◆ WHAT THIS TASK INVOLVES ◆
Reproduce the stretch of data from the line containing "of the man's" through the end of the data, requests included, offsetting every coordinate in the answers by 76. Leave the numbers in the requests and their format samples unchanged.

======== TASK INPUTS ========

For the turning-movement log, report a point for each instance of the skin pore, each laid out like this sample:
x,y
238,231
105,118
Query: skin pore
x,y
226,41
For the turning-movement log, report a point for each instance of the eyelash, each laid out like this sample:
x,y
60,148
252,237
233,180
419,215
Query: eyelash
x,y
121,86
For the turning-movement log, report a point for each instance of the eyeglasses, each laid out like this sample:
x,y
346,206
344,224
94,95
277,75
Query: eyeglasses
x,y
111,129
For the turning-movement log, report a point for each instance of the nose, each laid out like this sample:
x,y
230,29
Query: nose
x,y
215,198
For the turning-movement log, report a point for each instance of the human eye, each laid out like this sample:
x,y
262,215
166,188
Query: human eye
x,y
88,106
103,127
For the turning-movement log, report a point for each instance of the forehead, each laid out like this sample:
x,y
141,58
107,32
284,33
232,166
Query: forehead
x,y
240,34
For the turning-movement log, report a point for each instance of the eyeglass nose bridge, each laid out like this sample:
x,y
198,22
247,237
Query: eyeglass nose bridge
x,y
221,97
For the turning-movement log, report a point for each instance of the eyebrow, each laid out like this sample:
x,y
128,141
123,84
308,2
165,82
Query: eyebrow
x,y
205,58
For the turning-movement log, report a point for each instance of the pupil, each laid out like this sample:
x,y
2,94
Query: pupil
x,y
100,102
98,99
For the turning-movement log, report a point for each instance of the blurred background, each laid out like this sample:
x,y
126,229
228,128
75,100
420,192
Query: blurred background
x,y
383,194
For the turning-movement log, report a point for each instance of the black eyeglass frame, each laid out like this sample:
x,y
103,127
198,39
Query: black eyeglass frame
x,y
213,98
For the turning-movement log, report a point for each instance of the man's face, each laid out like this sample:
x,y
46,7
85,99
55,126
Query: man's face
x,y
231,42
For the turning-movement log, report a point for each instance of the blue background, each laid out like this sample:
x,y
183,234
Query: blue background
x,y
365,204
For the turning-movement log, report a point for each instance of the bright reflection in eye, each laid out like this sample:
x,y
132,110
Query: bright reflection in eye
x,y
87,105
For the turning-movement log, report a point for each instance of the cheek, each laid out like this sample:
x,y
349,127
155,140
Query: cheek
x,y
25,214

========

◆ RESPONSE TO THIS EXERCISE ◆
For the turning-movement log, report a point for each instance of the man's face, each laid out like this sample:
x,y
46,7
85,99
55,126
Query: man's face
x,y
307,118
For the turning-movement log, report a point for each instance of the blue background, each laid out like this sample:
x,y
183,234
Query: blue background
x,y
441,280
For the turning-movement log, report a point for each instance of the bright reflection in eye, each laid out like this sample:
x,y
132,110
Query: bright reflection in eye
x,y
163,181
For the turning-movement log, report a point for each instance of the cheek, each laid out like this sample:
x,y
349,127
155,140
Query: cheek
x,y
101,290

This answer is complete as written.